» Quoted text
>> BEGIN

Comeback Player of the Year Award
- Awarded for: Given to three college football student-athletes for overcoming injury, illness or other circumstances.
- Location: Glendale, Arizona
- Country: United States
- Presented by: College Sports Communicators, Associated Press, Fiesta Bowl Committee (2018–present)

History
- First award: 2018
- Most recent: Liberty safety Christian Bodner; South Florida quarterback Byrum Brown; and Boston College linebacker Bryce Steele
- Website: https://comeback-player.com/

= College Football Comeback Player of the Year Award =

College football award

The College Football Comeback Player of the Year Award recognizes college football student-athletes for overcoming injury, illness or other circumstances. The award was established in 2018 and honors three student-athletes each year, as voted on by a panel of Associated Press college football writers and sports information directors.

>> END

(Photo object pointing rows)
>> BEGIN

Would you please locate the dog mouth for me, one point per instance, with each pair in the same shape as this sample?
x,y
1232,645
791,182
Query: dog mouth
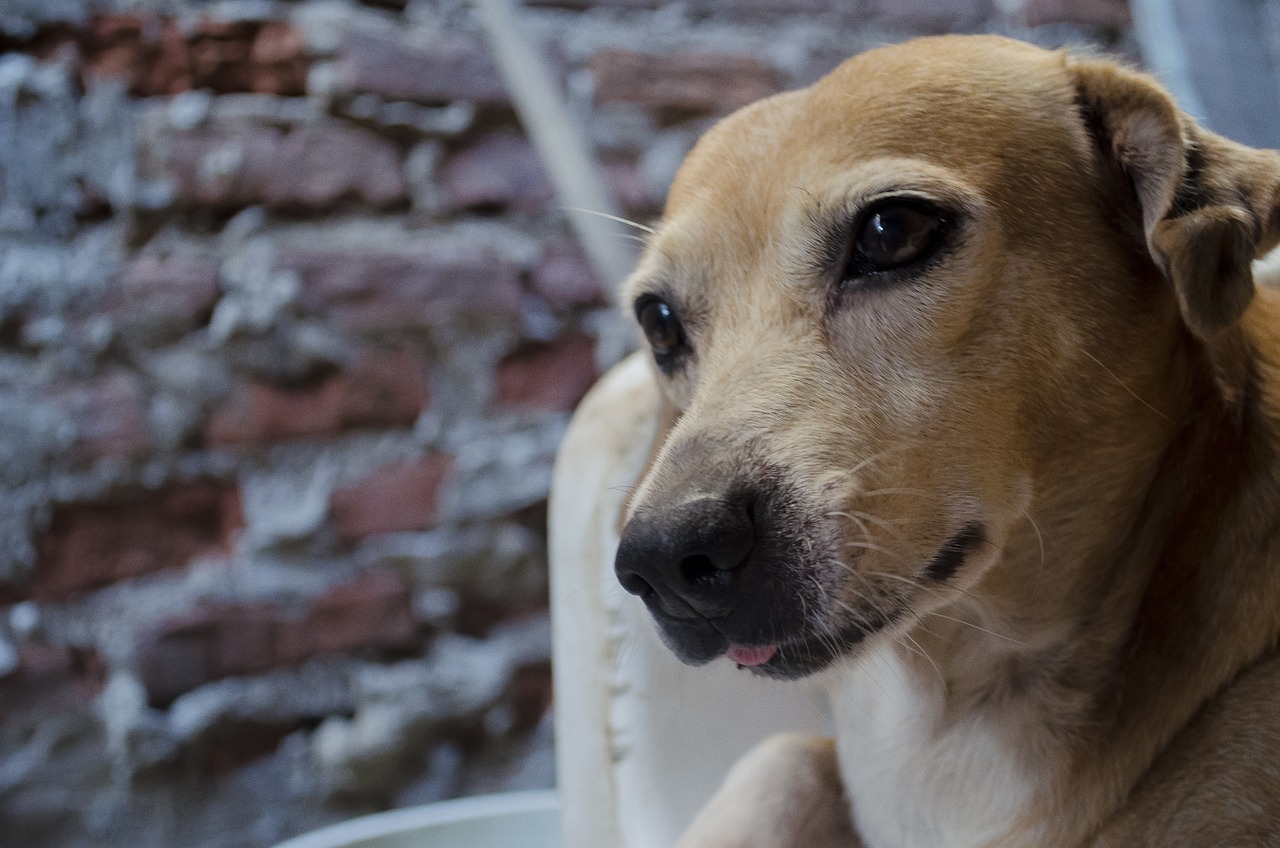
x,y
763,650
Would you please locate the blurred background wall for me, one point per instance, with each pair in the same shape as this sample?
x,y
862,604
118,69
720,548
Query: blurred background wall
x,y
291,323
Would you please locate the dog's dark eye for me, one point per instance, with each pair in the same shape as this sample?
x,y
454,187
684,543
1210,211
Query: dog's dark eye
x,y
661,327
894,235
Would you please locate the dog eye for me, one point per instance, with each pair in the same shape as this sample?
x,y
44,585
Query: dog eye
x,y
661,327
894,235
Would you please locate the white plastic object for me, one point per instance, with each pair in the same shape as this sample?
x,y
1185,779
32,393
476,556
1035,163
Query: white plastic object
x,y
524,819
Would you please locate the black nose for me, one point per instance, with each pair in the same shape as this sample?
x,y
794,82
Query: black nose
x,y
688,559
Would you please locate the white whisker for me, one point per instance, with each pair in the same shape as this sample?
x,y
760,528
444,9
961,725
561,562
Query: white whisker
x,y
613,218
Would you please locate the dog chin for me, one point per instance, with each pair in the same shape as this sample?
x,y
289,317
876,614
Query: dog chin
x,y
791,659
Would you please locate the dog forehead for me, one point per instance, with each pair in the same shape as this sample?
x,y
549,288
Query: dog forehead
x,y
988,108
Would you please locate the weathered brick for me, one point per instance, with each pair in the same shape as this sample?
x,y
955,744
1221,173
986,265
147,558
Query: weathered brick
x,y
371,612
929,16
566,279
682,83
498,172
452,67
240,163
50,678
374,611
630,190
378,390
581,5
160,57
92,545
741,10
110,416
400,497
548,374
407,286
1096,13
156,299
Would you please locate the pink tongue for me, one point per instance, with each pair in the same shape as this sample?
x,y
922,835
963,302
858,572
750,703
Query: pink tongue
x,y
752,656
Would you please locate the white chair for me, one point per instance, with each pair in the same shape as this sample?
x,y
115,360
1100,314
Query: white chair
x,y
641,739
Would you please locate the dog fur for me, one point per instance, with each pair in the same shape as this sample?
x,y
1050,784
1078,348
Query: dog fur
x,y
1016,505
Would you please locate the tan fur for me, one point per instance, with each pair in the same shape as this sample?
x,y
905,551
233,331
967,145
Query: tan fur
x,y
1091,373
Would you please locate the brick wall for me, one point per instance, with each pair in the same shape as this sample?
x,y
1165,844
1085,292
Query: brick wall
x,y
289,327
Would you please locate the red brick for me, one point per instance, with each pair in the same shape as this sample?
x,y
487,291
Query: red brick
x,y
1096,13
314,167
497,172
451,67
159,57
378,390
374,611
110,415
548,374
370,288
400,497
685,83
566,279
158,297
92,545
214,642
929,16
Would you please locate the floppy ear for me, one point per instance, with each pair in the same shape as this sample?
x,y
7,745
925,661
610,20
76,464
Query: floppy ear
x,y
1208,205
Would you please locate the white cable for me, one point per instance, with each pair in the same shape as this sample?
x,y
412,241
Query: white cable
x,y
560,142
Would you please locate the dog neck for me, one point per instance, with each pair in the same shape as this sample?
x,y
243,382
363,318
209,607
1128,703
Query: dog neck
x,y
1138,609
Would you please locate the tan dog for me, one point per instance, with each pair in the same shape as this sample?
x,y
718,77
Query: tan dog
x,y
976,413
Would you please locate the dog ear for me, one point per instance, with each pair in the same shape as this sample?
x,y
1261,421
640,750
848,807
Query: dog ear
x,y
1208,206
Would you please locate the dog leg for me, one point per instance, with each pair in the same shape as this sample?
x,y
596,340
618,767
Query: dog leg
x,y
785,793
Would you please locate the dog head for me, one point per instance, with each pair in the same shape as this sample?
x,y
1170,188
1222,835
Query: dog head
x,y
949,300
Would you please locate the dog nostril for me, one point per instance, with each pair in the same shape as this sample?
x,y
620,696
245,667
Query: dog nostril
x,y
635,584
699,570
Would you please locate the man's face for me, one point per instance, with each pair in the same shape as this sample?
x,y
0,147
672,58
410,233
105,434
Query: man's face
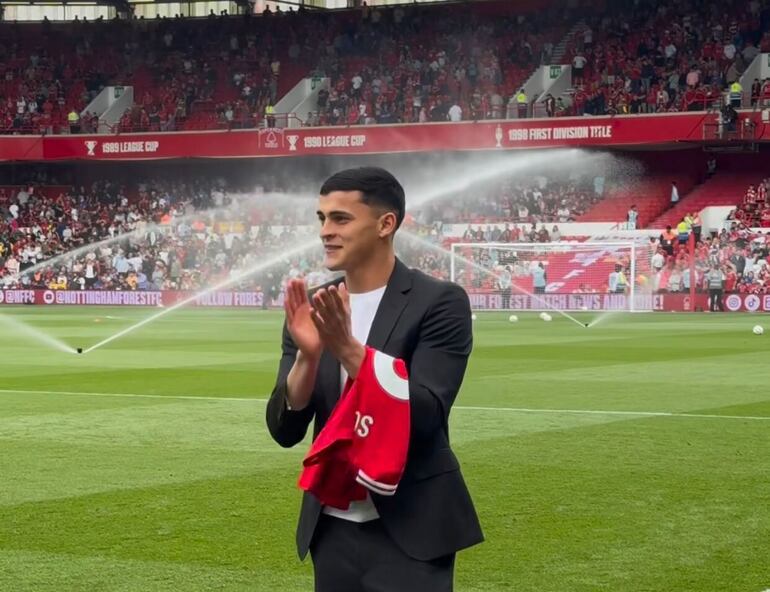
x,y
350,229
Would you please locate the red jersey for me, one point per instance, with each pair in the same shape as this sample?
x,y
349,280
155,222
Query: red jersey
x,y
365,441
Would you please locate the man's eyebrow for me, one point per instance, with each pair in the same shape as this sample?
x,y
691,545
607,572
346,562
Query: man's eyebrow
x,y
336,213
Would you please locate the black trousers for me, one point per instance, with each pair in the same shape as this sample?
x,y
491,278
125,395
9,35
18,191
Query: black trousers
x,y
361,557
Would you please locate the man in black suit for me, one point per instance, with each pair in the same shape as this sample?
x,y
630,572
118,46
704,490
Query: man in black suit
x,y
406,542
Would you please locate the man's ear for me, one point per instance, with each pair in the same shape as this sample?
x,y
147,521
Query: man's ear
x,y
387,224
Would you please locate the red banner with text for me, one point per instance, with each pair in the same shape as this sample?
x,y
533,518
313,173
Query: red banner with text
x,y
663,129
480,299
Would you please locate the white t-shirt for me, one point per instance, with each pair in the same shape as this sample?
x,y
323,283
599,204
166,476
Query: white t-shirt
x,y
363,307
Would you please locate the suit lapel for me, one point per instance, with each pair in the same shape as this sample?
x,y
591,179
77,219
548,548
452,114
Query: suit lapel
x,y
391,306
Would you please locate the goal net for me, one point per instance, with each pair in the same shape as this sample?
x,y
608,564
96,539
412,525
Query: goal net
x,y
565,275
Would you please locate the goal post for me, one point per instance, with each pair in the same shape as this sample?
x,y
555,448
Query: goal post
x,y
564,275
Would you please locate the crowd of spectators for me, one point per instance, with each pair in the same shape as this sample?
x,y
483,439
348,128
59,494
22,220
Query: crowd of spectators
x,y
386,65
190,233
185,73
737,254
651,57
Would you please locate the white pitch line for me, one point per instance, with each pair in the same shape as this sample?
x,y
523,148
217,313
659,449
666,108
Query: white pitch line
x,y
461,407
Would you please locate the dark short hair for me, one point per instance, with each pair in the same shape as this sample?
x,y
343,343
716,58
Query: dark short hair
x,y
379,188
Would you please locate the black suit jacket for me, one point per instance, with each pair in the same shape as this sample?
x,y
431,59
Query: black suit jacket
x,y
427,323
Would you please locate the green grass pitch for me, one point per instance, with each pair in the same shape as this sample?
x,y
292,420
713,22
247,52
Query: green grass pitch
x,y
632,456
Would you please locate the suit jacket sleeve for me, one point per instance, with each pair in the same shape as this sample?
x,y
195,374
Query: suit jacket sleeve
x,y
287,427
439,360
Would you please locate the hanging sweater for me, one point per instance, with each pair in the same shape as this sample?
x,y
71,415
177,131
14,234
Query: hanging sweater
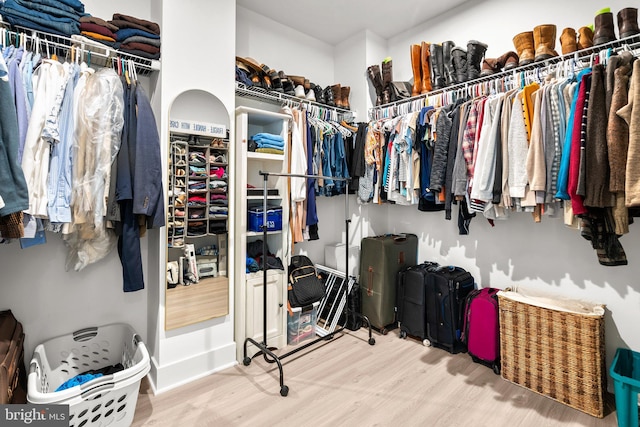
x,y
631,114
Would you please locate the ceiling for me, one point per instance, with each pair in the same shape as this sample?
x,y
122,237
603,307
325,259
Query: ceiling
x,y
333,21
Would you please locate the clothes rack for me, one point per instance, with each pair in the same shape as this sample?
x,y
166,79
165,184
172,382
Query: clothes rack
x,y
568,63
265,350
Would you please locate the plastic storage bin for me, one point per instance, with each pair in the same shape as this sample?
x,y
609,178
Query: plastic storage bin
x,y
625,371
302,325
107,400
274,219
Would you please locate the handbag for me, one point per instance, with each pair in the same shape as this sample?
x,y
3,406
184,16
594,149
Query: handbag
x,y
305,286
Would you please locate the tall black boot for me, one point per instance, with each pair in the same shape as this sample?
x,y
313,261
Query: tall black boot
x,y
449,71
475,53
437,67
459,60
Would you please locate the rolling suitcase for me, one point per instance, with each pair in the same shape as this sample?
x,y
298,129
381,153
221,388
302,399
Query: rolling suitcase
x,y
411,294
381,258
13,378
481,328
445,295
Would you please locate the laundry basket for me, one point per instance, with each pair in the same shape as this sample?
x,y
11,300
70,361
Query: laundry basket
x,y
107,400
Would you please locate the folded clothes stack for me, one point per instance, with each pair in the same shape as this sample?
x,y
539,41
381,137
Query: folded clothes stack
x,y
137,36
99,30
268,143
59,17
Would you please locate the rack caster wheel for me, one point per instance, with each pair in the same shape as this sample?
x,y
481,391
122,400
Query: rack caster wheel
x,y
284,390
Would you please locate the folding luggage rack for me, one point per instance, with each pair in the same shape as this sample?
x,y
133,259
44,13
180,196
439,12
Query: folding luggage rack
x,y
333,279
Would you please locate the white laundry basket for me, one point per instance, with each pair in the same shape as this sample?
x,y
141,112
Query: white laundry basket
x,y
109,400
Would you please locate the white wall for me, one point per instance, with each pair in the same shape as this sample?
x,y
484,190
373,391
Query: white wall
x,y
546,256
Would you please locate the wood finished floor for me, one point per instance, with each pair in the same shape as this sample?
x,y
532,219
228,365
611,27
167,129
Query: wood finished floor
x,y
346,382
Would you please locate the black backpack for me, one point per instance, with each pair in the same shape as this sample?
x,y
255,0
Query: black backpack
x,y
305,286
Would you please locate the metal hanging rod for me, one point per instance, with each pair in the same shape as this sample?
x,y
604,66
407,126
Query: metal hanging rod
x,y
580,59
320,110
96,53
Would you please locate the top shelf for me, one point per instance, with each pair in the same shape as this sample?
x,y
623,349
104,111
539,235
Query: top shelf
x,y
323,111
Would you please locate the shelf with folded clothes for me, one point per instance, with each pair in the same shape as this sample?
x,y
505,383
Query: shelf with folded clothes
x,y
92,52
568,63
278,98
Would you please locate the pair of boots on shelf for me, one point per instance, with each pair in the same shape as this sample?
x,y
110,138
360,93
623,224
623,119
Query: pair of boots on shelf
x,y
436,66
381,81
604,28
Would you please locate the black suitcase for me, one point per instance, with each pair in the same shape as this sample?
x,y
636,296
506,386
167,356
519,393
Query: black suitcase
x,y
446,292
411,300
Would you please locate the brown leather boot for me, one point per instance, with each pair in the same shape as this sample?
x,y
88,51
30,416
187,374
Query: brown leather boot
x,y
568,40
345,97
508,60
585,38
337,95
603,29
373,72
544,39
416,66
628,22
523,43
426,69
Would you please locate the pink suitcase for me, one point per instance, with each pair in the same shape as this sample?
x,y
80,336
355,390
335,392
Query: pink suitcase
x,y
481,329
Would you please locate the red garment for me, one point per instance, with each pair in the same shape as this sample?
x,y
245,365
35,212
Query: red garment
x,y
576,146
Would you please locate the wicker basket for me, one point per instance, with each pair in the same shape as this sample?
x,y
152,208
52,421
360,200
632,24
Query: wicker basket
x,y
554,347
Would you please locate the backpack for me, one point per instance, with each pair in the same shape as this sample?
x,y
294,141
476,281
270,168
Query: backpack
x,y
305,286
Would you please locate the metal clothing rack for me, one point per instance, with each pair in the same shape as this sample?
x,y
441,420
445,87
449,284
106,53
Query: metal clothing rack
x,y
265,350
93,52
318,110
483,85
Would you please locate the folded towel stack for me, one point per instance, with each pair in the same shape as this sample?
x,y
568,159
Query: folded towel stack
x,y
59,17
269,142
137,36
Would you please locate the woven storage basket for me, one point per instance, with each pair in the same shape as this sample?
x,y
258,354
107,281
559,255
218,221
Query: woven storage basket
x,y
554,347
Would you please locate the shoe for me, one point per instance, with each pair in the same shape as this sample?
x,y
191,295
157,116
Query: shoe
x,y
345,97
475,53
337,95
523,43
489,66
459,58
449,71
544,40
328,97
603,29
375,78
568,41
425,68
416,67
585,38
310,95
299,92
628,22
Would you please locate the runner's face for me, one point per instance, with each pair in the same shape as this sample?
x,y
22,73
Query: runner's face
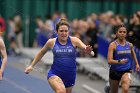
x,y
63,32
121,33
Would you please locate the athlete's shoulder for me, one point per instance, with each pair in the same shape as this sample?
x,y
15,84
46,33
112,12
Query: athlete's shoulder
x,y
51,42
74,38
112,43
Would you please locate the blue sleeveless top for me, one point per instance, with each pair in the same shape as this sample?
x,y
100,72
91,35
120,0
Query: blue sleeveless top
x,y
122,52
64,57
0,61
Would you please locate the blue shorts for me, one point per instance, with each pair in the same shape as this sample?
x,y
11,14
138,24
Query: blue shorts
x,y
68,78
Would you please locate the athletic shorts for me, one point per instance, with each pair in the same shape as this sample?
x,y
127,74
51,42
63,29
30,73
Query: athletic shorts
x,y
117,75
68,78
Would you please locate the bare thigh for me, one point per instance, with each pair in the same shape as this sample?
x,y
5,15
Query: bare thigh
x,y
125,82
69,89
114,86
56,83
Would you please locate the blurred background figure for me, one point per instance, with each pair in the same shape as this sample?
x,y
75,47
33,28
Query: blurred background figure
x,y
2,25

>> END

» Your instructions
From the text about the College Football Comeback Player of the Year Award, extract the passage starting at "- Location: Glendale, Arizona" and ending at "Bowl Committee (2018–present)".

» Task solution
- Location: Glendale, Arizona
- Country: United States
- Presented by: College Sports Communicators, Associated Press, Fiesta Bowl Committee (2018–present)